(RECORDS FOR THIS TASK)

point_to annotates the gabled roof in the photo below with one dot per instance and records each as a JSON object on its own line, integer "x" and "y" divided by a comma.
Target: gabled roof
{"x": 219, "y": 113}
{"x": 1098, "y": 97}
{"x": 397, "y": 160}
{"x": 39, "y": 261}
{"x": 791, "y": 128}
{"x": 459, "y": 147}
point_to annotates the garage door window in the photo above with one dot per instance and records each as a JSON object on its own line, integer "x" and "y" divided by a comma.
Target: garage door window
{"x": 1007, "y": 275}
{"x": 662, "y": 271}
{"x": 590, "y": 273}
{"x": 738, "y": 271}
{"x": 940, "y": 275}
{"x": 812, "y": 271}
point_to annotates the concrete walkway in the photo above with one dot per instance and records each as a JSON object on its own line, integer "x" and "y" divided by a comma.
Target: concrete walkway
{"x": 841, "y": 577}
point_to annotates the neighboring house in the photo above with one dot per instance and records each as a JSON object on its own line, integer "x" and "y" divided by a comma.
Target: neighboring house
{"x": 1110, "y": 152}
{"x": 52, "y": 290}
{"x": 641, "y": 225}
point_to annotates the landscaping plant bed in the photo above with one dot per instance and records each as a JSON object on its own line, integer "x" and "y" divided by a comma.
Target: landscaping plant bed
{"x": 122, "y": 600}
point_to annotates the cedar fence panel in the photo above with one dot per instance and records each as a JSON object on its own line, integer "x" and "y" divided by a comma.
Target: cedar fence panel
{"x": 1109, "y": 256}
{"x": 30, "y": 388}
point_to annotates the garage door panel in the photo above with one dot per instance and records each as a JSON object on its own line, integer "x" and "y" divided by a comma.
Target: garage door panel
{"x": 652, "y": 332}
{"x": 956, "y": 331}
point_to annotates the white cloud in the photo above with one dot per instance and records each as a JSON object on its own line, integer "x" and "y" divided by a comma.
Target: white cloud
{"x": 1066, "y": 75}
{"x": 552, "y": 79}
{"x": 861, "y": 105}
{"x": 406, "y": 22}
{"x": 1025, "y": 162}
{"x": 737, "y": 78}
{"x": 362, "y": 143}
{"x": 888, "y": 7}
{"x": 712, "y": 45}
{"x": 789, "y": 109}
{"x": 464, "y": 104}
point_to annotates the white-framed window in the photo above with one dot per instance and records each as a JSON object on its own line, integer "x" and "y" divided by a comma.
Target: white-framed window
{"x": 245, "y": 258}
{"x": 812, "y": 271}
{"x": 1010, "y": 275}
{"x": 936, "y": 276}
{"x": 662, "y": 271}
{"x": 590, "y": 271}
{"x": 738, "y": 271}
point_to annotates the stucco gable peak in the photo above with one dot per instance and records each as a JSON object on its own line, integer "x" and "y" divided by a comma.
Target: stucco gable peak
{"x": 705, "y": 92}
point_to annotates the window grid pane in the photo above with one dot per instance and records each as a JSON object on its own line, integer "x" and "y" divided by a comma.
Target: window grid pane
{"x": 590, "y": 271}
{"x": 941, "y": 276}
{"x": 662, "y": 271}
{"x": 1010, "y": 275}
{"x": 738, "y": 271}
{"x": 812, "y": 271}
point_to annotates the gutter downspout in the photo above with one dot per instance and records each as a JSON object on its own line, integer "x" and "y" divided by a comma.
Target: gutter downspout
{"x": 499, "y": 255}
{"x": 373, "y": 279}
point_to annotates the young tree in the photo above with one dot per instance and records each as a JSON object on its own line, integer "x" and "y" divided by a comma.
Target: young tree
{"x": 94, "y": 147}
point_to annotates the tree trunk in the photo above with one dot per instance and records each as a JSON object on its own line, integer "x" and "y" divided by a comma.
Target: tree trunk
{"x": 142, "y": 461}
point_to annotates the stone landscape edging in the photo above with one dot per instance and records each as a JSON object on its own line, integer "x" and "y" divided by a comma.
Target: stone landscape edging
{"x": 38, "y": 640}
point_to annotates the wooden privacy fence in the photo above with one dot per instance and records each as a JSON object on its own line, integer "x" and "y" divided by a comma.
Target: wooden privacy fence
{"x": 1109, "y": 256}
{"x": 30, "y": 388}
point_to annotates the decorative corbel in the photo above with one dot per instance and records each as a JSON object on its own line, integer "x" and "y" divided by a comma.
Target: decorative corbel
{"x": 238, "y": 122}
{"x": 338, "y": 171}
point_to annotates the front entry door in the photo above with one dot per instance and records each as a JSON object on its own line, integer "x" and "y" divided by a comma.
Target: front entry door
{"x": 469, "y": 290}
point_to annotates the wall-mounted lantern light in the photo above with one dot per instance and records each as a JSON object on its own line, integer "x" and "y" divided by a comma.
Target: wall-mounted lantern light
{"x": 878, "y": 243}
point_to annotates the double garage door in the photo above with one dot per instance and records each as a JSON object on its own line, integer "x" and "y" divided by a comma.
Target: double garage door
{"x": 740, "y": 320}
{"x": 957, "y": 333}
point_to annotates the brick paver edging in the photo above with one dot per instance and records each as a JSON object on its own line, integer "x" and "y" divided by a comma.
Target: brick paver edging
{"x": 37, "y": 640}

(End RECORDS FOR THIS TASK)

A complete, exact copy of the entries above is what is wanted.

point_to annotates the gabled roof in the photo below with one dot per instance and records each as a JSON object on its own line, integer "x" and "y" divided by a comma.
Target: gabled roof
{"x": 219, "y": 113}
{"x": 1098, "y": 97}
{"x": 397, "y": 160}
{"x": 39, "y": 261}
{"x": 791, "y": 128}
{"x": 459, "y": 147}
point_to annotates the garage door window in the photo above with one dot per instance and records each as a JSON object on its own line, integer "x" and "y" divided by a comma.
Target: garage door window
{"x": 1007, "y": 275}
{"x": 662, "y": 271}
{"x": 590, "y": 273}
{"x": 738, "y": 271}
{"x": 940, "y": 275}
{"x": 812, "y": 271}
point_to annotates the concrete walkway in the photo above with one dot per instance and records each as a JSON object on its own line, integer "x" and "y" divided by a comma.
Target: concrete walkway
{"x": 841, "y": 577}
point_to annotates the neighboring house in the photo above with one dot per instance and records each as a JSON object on its own line, integer "x" and "y" divided by a comma.
Target: neighboring house
{"x": 1110, "y": 152}
{"x": 52, "y": 290}
{"x": 641, "y": 225}
point_to annotates the landscaping plant bed in the photo above with one dot per instance and records each as a JSON object on its own line, integer "x" and "y" divided by a comma.
Target: landscaping plant bed
{"x": 122, "y": 600}
point_to annotates the cedar fence panel in the photo above with one dot per instance and records each as a JSON object on its own line, integer "x" and "y" divided by a comma.
Target: cedar fence panel
{"x": 1109, "y": 256}
{"x": 30, "y": 388}
point_to annotates the garage door panel in the photo above with one dot per instance and records each as a JSON object on its own line, integer "x" and "y" divided by a comma.
Target: garage door panel
{"x": 652, "y": 332}
{"x": 956, "y": 331}
point_to annotates the white cloud in the photo above with one dot per instance and records each as a JSON object on its own line, integer "x" and "y" divided by a comma.
Target: white cloud
{"x": 1066, "y": 75}
{"x": 552, "y": 79}
{"x": 861, "y": 105}
{"x": 406, "y": 22}
{"x": 1025, "y": 162}
{"x": 737, "y": 78}
{"x": 362, "y": 143}
{"x": 888, "y": 7}
{"x": 712, "y": 45}
{"x": 789, "y": 109}
{"x": 464, "y": 104}
point_to annotates the white-framed window in the photo above with one dot per instance and records each as a JSON object on its own line, integer "x" and "y" divided by a comma.
Target: white-framed window
{"x": 245, "y": 258}
{"x": 812, "y": 271}
{"x": 1010, "y": 275}
{"x": 936, "y": 276}
{"x": 662, "y": 271}
{"x": 590, "y": 271}
{"x": 738, "y": 271}
point_to annotates the stucco gable peak in the photo above with one dot per instance and records each as a JSON object on its own line, integer "x" and "y" divided by a comma.
Target: stucco gable peak
{"x": 705, "y": 92}
point_to annotates the window grid pane in the photo above with one dot per instance and records each as a JSON object on its own line, integer "x" and "y" divided by a comma.
Target: window grid pane
{"x": 590, "y": 271}
{"x": 941, "y": 276}
{"x": 662, "y": 271}
{"x": 1010, "y": 275}
{"x": 738, "y": 271}
{"x": 812, "y": 271}
point_to annotates the gutter downspout in the photo above with one dot per instance and records each as a JSON object on its own line, integer "x" and "y" divided by a comma.
Target: gutter downspout
{"x": 499, "y": 255}
{"x": 373, "y": 279}
point_to annotates the young tree in the photo above with one dot per instance and records each as a JSON object on its own line, integer "x" and "y" divided by a comma.
Target: young tree
{"x": 94, "y": 147}
point_to annotates the tree trunk in the photo above with one dot per instance and records each as a JSON object on its own line, integer "x" and "y" divided by a comma.
Target: tree trunk
{"x": 142, "y": 461}
point_to annotates the stone landscape edging in the photo above with one dot per instance and records each as a JSON object on its own line, integer "x" and "y" divided by a comma.
Target: stone landscape edging
{"x": 38, "y": 640}
point_to annotates the wooden privacy fence in the photo above with one dot per instance and records each as a JSON object on its own line, integer "x" and "y" divided by a comma.
Target: wooden privacy fence
{"x": 1109, "y": 256}
{"x": 30, "y": 388}
point_to annotates the decorative corbel in the photo above with one dot per instance and records each as a JSON object on its own line, integer "x" and "y" divided by a comma.
Target: decorative corbel
{"x": 238, "y": 122}
{"x": 338, "y": 171}
point_to annotates the front entry door in the photo above with one dot per instance and records each as a JSON object on its own line, integer "x" and "y" divided by a comma.
Target: front entry door
{"x": 469, "y": 290}
point_to annotates the wall-mounted lantern light in the photo above with one dot per instance and records each as a JSON object on its own line, integer "x" and "y" divided by a comma.
Target: wall-mounted lantern light
{"x": 878, "y": 243}
point_to annotates the double garage door in the photo above with one dot per instance and records each as a JSON object on its own line, integer "x" and "y" divided by a comma.
Target: double garage door
{"x": 740, "y": 320}
{"x": 957, "y": 333}
point_to annotates the brick paver edging in the photo above with one dot per instance and records each as a JSON object on its own line, integer "x" and "y" divided by a comma.
Target: brick paver edging
{"x": 37, "y": 640}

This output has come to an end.